* **Set of tasks**
A – In the excerpt on vaccinating adolescents, condense the paragraph beginning "In Los Angeles County, unvaccinated adolescents" into a short bulleted list that keeps its main facts.
B – Resume the excerpt on vaccinating adolescents, picking up right after its final sentence about Los Angeles parents and the school district's vaccine mandate.

* **Quoted passage**
☆ ☆ ☆ ☆ ☆
But failing to vaccinate adolescents and teens will only prolong the pandemic, many experts say.

Young people “can be sources of transmission back into their own households,” putting their family members at risk — even vaccinated ones who might contract a breakthrough infection, said UCLA epidemiologist Dr. Robert Kim-Farley.

In Los Angeles County, unvaccinated adolescents age 12 to 17 are now the group with the highest coronavirus case rate in the last month — 19% worse than among unvaccinated younger adults under the age of 50, and 33% worse than among unvaccinated older adults.

“High vaccination rates are essential to keeping a lid on infectious diseases,” said UC San Francisco infectious diseases expert Dr. Monica Gandhi.

Although a majority of Los Angeles parents appear to have accepted the school district’s vaccine mandate for those 12 and older, thousands have not, based on recent vaccination rates.
☆ ☆ ☆ ☆ ☆
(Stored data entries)
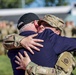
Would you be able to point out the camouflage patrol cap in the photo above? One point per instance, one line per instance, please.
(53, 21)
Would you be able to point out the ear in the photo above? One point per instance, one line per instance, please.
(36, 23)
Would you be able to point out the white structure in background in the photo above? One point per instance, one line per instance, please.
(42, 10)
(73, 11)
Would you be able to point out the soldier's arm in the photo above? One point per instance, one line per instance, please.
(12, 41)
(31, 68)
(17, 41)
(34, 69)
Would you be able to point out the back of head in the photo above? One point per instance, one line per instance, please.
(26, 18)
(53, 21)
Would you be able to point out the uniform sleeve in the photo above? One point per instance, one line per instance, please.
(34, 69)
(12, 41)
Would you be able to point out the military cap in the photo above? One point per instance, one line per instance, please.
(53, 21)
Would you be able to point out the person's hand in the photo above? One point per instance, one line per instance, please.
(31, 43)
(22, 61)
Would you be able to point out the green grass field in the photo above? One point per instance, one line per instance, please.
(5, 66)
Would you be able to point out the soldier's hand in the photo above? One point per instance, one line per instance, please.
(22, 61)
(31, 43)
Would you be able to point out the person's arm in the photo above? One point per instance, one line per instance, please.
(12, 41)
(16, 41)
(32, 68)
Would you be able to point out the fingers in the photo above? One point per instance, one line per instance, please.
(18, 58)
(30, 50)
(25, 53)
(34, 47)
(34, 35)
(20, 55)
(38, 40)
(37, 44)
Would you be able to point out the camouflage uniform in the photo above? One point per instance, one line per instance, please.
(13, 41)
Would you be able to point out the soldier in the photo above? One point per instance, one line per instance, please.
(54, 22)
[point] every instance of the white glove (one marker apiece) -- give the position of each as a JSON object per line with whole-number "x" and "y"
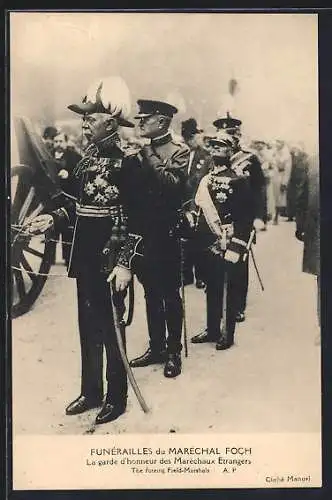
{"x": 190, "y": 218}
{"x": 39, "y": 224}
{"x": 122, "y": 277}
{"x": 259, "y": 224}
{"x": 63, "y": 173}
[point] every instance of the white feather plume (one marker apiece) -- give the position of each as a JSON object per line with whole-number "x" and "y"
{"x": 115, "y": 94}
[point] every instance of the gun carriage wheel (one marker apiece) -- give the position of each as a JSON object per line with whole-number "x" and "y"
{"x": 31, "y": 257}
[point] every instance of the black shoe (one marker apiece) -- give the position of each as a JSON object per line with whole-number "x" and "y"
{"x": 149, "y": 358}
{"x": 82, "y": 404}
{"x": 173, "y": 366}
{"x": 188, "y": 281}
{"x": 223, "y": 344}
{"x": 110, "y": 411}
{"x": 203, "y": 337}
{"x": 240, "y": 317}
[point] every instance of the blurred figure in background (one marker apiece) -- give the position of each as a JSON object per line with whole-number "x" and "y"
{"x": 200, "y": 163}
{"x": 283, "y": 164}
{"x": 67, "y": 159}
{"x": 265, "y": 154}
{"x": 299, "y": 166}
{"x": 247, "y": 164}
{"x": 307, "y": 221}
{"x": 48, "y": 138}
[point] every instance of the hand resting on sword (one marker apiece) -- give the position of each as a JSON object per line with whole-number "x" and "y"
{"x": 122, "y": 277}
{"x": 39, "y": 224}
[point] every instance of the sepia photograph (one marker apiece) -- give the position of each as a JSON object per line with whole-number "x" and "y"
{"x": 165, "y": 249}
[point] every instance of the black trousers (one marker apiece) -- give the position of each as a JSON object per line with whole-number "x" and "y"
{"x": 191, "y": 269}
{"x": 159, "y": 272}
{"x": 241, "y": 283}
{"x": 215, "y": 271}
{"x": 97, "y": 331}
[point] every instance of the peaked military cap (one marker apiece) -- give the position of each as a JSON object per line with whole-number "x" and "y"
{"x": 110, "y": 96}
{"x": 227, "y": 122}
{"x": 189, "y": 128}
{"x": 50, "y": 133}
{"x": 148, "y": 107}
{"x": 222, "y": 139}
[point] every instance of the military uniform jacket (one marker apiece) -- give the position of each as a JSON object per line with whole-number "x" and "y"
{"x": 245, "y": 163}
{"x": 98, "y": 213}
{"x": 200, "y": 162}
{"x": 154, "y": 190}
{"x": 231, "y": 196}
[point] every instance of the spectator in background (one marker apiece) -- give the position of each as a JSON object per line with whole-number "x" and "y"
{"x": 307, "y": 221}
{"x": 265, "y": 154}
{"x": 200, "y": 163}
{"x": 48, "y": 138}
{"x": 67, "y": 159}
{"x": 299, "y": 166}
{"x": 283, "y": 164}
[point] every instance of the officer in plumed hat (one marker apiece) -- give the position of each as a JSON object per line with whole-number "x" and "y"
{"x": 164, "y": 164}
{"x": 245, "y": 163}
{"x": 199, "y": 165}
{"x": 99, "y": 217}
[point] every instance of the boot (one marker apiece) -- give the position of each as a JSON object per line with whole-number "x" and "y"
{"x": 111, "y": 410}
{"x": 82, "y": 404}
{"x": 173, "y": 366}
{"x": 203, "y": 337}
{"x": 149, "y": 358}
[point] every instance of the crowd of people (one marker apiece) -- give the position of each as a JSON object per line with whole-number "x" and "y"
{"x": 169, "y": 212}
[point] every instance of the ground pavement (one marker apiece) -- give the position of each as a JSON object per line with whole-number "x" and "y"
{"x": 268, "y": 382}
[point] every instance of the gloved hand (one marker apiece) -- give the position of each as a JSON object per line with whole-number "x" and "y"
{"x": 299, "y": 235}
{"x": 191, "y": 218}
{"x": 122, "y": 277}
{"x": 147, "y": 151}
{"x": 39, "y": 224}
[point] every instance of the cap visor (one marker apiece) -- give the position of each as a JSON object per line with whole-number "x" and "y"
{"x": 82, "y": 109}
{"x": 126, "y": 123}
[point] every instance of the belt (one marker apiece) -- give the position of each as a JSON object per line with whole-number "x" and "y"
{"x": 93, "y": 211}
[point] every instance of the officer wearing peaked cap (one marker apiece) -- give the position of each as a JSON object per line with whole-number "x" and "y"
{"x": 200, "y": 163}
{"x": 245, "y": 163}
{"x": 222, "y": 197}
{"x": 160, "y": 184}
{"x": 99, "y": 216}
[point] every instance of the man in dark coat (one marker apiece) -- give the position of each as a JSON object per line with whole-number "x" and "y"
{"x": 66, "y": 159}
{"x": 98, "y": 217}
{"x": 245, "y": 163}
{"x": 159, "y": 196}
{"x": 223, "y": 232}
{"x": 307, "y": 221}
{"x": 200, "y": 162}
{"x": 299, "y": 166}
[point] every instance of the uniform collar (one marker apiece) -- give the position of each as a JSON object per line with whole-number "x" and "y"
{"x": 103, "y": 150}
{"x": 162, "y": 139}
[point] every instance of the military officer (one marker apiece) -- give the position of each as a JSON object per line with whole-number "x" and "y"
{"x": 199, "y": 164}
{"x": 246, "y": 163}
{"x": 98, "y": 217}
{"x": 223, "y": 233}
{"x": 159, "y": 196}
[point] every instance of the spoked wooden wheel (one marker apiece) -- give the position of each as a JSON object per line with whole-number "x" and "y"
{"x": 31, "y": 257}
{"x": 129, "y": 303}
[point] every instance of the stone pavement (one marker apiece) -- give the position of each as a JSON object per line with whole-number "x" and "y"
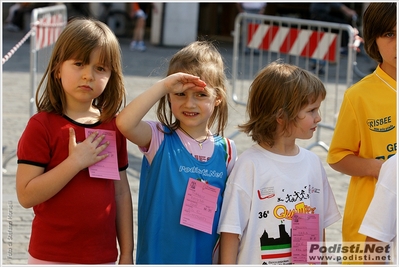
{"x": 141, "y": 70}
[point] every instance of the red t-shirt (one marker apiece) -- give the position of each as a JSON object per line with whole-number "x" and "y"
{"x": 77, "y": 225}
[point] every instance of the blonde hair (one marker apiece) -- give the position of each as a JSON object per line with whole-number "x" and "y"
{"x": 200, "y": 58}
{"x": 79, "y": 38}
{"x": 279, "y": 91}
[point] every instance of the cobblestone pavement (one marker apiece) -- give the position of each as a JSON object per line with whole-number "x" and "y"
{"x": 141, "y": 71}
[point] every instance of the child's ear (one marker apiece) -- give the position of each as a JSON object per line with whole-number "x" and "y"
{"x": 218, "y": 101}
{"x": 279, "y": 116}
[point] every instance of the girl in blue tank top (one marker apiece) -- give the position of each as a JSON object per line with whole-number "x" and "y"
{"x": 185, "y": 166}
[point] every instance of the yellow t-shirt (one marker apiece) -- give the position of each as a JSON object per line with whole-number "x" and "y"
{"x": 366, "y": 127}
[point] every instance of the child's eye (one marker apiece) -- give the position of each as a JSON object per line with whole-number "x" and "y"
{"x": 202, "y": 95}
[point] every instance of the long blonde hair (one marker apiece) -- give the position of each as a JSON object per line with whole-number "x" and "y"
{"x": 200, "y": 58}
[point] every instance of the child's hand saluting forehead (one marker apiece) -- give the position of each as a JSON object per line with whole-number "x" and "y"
☆ ☆ ☆ ☆ ☆
* **Answers to the exercise**
A –
- In Los Angeles County, unvaccinated 12- to 17-year-olds had the highest coronavirus case rate of any group in the last month.
- Their rate was 19% higher than that of unvaccinated adults under 50.
- It was 33% higher than that of unvaccinated older adults.

B –
As of Sept. 9, L.A. Unified interim Supt. Megan K. Reilly estimated that, of about 225,000 students in grades 6 through 12, roughly 80,000 were not yet vaccinated. The district has not recently updated those figures. Eligible L.A. students who have not received their first dose by Oct. 3 will be barred — starting next week — from participation in extracurricular activities, including clubs, sports, band and drama. L.A. Unified students must be fully immunized by Jan. 10 or they will be unable to begin the second semester taking classes in person.

Some parents have threatened to pull their children from L.A. schools, but the governor’s order could limit their options on where else they can go in the longer term.

Other L.A. parents strongly support the district’s vaccine mandate, saying that it makes their families safer.

“I will feel so much more at peace knowing that my children are sitting in class with children and staff that are vaccinated,” said Rosangela Salazar, a parent in L.A. Unified.